Requirement 1: Rewrite the paragraph of the patch that begins "From f5257ca9ed" as a short list of its main facts.

Passage provided:
_____
From f5257ca9ed821e9fb3dd9edc3487da4d06ba47a3 Mon Sep 17 00:00:00 2001
From: Paul B Mahol <onemda@gmail.com>
Date: Wed, 25 Oct 2023 09:58:24 +0200
Subject: [PATCH 1/4] avcodec/mlpenc: replace naive rematrix with brute-force
 search

Signed-off-by: Paul B Mahol <onemda@gmail.com>
---
 libavcodec/mlpenc.c | 183 +++++++++++++++++++++++++++++++-------------
 1 file changed, 129 insertions(+), 54 deletions(-)

diff --git a/libavcodec/mlpenc.c b/libavcodec/mlpenc.c
index 6b801605db..27ef5f2c82 100644
--- a/libavcodec/mlpenc.c
+++ b/libavcodec/mlpenc.c
@@ -136,7 +136,8 @@ typedef struct MLPEncodeContext {
     int             min_restart_interval;   ///< Min interval of access units in between two major frames.
     int             cur_restart_interval;
     int             lpc_coeff_precision;
-    int             rematrix_precision;
+    int             rematrix_search_step;
+    int             rematrix_search_limit;
     int             lpc_type;
     int             lpc_passes;
     int             prediction_order;
@@ -1399,79 +1400,150 @@ static void determine_filters(MLPEncodeContext *ctx, MLPSubstream *s)
         set_filter(ctx, s, ch, 0);
 }
 
+static int invert2x2(const int32_t *s, int32_t *d)
+{
+    int64_t det;
+
+    d[0] = +s[3];
+    d[1] = -s[1];
+    d[2] = -s[2];
+    d[3] = +s[0];
+
+    det = (int64_t)s[0] * d[0] + (int64_t)s[1] * d[2];
+    if (det == 0LL)
+        return -1;
+
+    d[0] = (d[0] * (1LL << 28)) / det;
+    d[1] = (d[1] * (1LL << 28)) / det;
+    d[2] = (d[2] * (1LL << 28)) / det;
+    d[3] = (d[3] * (1LL << 28)) / det;
+
+    return 0;
+}
+
 static int estimate_coeff(MLPEncodeContext *ctx, MLPSubstream *s,
-                          MatrixParams *mp,
-                          int ch0, int ch1)
+                          MatrixParams *mp, int ch0, int ch1)
_____
Task input:
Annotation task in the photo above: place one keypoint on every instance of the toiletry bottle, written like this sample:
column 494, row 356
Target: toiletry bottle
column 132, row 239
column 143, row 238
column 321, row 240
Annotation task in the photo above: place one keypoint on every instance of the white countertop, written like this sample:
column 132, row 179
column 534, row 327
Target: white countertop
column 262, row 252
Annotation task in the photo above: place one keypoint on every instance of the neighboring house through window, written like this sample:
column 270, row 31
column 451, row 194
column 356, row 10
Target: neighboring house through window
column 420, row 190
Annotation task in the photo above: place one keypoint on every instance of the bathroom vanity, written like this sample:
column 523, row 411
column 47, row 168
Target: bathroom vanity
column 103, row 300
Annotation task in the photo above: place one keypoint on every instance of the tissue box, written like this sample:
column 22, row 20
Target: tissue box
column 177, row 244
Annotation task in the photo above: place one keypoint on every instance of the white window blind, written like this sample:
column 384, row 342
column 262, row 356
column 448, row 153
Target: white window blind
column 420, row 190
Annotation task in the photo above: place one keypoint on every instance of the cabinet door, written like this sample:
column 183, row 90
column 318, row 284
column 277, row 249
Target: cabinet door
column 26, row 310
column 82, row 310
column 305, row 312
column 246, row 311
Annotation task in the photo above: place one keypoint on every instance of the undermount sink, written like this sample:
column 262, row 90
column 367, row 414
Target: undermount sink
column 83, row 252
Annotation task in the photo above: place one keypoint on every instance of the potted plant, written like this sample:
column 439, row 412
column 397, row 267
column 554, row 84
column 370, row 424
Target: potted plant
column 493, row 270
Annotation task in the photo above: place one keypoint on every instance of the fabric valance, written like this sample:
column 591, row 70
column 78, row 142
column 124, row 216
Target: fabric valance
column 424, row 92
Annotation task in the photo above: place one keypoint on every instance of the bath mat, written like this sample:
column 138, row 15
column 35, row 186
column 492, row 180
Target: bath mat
_____
Requirement 2: How many lines of the rows above contain the string "vanity"? Case counts. Reply with the number alone.

Complete answer 1:
- Commit: f5257ca9ed821e9fb3dd9edc3487da4d06ba47a3
- Author: Paul B Mahol <onemda@gmail.com>
- Date: Wed, 25 Oct 2023 09:58:24 +0200
- Subject: [PATCH 1/4] avcodec/mlpenc: replace naive rematrix with brute-force search

Complete answer 2: 2